---------- 本文 ----------

6 物損に関する基礎知識

① 修理費

 修理が相当な場合,適性修理費相当額が認められる。
 自研センター(損害保険会社が出資をして設立された会社)方式という,実際に破損した自動車の修理作業について時間計測を行い,乗用車を中心とした部品の脱着作業,取替作業について標準時間を策定し,これを基にした指数に工賃を乗ずる方法による修理料金の算定が行われている。
 
 全国大型自動車整備工場経営協議会方式(自研センター方式と同様な方式)は,全国で広く用いられているとして,この標準作業時間に1時間7,000円のレバーレイトを乗じて修理額を算定した東京高判平成20年3月12日・自保ジャーナル1733号4頁がある。
 
 改造車の修理代につき,例えば,金メッキのバンパーをしている車につき,再度金メッキまでして賠償しなければならないのかについて,東京高判平成2年8月27日・判時1387号68頁は,バンパーというのは事故があった時に車体の損傷を防ぐためのものであるから,金メッキをさせて修理費を増額させるのは適当ではないとして,損害拡大防止義務の視点から,過失相殺の法理を理由に本来の修理費の50パーセント減額した賠償しか認めなかった。
 
 パネル等の外板部分については,板金塗装が原則であり,原則として交換は認められない(東京地判平成6年9月13日・交民27巻5号1220頁)。

---------- 元データ ----------

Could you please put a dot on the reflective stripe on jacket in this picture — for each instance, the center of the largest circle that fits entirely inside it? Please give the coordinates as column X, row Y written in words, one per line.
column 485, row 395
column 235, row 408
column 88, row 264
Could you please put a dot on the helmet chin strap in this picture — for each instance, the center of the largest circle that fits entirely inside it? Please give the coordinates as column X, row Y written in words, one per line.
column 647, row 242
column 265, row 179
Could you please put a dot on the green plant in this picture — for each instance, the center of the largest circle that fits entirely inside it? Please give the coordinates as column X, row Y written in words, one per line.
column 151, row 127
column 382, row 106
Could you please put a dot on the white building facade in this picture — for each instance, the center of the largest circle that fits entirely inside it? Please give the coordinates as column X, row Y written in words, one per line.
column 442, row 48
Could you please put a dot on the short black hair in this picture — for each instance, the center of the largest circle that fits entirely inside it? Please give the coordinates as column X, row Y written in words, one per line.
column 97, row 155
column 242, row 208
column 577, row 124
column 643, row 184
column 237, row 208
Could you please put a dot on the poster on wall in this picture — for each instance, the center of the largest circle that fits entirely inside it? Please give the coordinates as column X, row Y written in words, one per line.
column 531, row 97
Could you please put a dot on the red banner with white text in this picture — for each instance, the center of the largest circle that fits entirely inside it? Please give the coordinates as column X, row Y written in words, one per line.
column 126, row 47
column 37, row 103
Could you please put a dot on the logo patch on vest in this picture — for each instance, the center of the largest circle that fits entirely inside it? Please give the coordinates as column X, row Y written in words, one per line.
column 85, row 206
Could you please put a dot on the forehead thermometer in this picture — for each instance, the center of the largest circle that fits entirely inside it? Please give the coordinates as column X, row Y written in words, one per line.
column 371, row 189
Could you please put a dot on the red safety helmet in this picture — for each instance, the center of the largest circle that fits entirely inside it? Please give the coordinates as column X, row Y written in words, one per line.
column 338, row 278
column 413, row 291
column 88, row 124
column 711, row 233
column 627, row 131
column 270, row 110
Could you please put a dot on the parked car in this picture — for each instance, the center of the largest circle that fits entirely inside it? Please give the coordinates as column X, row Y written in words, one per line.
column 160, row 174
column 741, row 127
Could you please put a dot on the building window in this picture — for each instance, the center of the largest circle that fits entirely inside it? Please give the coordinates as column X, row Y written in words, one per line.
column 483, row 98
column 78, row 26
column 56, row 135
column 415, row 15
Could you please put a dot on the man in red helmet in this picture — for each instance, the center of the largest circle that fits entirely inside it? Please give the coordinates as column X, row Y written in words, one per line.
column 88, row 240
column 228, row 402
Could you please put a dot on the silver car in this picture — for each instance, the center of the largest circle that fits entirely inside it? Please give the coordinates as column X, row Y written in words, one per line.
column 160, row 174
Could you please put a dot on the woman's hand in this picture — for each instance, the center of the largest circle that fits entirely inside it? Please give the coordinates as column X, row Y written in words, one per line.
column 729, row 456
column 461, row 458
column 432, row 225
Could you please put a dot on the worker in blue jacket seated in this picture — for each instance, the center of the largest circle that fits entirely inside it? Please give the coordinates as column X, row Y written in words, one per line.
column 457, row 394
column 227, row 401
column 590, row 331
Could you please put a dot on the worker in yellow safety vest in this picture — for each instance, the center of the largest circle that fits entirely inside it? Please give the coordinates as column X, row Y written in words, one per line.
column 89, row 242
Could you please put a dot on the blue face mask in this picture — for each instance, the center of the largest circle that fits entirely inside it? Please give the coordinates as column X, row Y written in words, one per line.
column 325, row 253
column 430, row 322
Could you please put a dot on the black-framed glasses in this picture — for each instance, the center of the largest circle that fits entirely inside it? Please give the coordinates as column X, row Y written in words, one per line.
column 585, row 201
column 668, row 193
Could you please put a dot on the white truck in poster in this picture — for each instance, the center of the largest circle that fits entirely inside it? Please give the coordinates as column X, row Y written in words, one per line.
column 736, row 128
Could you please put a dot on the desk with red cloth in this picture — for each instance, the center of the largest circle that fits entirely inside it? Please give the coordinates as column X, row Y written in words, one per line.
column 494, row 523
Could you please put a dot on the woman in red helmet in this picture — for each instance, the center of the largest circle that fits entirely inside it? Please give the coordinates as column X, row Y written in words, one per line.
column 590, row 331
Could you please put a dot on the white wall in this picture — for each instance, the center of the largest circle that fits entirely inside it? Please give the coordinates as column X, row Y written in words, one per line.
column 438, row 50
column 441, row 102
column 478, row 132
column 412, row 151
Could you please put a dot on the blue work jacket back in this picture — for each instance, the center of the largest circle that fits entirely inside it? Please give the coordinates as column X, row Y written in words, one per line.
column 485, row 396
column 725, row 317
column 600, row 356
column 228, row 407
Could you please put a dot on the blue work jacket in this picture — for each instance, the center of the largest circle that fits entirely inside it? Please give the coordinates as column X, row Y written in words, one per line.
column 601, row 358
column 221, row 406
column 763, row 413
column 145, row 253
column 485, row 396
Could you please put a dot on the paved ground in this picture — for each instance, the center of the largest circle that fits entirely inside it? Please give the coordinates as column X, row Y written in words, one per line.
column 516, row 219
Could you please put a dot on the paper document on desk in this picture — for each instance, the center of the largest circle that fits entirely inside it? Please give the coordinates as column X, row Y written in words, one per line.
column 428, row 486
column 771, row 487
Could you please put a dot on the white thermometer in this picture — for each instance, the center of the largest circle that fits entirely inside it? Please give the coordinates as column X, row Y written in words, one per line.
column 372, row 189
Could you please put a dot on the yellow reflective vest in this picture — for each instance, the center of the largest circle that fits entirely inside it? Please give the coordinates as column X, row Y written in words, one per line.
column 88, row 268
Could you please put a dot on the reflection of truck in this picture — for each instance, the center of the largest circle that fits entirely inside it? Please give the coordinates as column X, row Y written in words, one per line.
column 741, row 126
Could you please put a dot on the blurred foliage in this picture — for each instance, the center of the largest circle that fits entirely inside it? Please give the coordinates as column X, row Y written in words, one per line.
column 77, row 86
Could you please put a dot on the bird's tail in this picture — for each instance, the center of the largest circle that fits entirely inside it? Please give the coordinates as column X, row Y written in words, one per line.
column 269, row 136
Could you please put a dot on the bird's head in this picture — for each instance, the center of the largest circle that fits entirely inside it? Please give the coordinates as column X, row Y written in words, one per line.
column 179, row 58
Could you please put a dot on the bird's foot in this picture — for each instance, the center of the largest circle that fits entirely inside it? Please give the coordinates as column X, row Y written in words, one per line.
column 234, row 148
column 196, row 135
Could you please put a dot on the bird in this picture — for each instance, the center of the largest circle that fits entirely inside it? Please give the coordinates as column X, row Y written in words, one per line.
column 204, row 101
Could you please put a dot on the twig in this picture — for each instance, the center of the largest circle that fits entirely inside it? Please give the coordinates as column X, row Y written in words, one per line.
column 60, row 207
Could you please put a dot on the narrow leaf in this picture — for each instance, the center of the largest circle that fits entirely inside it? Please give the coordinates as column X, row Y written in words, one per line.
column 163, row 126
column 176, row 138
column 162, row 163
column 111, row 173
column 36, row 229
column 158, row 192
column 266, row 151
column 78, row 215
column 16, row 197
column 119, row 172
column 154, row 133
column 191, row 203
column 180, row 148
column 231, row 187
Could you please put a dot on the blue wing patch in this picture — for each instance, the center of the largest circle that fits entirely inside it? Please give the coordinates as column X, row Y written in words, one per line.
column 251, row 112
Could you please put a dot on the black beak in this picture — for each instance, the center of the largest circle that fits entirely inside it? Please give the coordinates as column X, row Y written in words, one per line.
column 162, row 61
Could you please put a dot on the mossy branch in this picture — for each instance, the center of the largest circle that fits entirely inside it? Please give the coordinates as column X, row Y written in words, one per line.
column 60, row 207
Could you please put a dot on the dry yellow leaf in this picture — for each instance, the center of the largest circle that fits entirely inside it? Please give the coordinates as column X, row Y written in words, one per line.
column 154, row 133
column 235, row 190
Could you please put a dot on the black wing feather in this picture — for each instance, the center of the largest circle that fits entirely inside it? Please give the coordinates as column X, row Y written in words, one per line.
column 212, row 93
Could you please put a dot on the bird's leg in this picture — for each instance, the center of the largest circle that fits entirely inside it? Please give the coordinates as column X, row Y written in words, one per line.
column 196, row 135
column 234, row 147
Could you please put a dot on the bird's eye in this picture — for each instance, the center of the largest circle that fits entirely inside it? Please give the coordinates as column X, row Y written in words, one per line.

----------

* _取り組む課題_
- a) 次の(i)〜(iii)が本文の内容と一致するかを「はい」か「いいえ」で答え、判断の決め手となる本文の語句をそのまま引用しなさい。
(i) 自研センターは、損害保険会社が出資をして設立された会社である。
(ii) 東京高判平成20年3月12日は、標準作業時間に1時間5,000円のレバーレイトを乗じて修理額を算定した。
(iii) パネル等の外板部分については、原則として交換が認められる。
- b) 本文のうち「改造車の修理代につき」で始まる段落を、主な事実を保ったまま箇条書きに整理しなさい。
- c) 本文のうち「自研センター(損害保険会社が」から始まり「額した賠償しか認めなかった。」で終わる部分を、一字一句違えずに書き写しなさい。

* _解答一覧_
- a)
(i) はい。「損害保険会社が出資をして設立された会社」
(ii) いいえ。「1時間7,000円のレバーレイトを乗じて修理額を算定した」
(iii) いいえ。「原則として交換は認められない」

- b)
・論点:金メッキのバンパーをしている車について、再度金メッキまでして賠償しなければならないか
・判決:東京高判平成2年8月27日・判時1387号68頁
・理由:バンパーは事故の際に車体の損傷を防ぐためのものであり、金メッキをさせて修理費を増額させるのは適当でない
・結論:損害拡大防止義務の視点から、過失相殺の法理を理由として、本来の修理費の50パーセントを減額した賠償しか認めなかった

- c)
自研センター(損害保険会社が出資をして設立された会社)方式という,実際に破損した自動車の修理作業について時間計測を行い,乗用車を中心とした部品の脱着作業,取替作業について標準時間を策定し,これを基にした指数に工賃を乗ずる方法による修理料金の算定が行われている。
 
 全国大型自動車整備工場経営協議会方式(自研センター方式と同様な方式)は,全国で広く用いられているとして,この標準作業時間に1時間7,000円のレバーレイトを乗じて修理額を算定した東京高判平成20年3月12日・自保ジャーナル1733号4頁がある。
 
 改造車の修理代につき,例えば,金メッキのバンパーをしている車につき,再度金メッキまでして賠償しなければならないのかについて,東京高判平成2年8月27日・判時1387号68頁は,バンパーというのは事故があった時に車体の損傷を防ぐためのものであるから,金メッキをさせて修理費を増額させるのは適当ではないとして,損害拡大防止義務の視点から,過失相殺の法理を理由に本来の修理費の50パーセント減額した賠償しか認めなかった。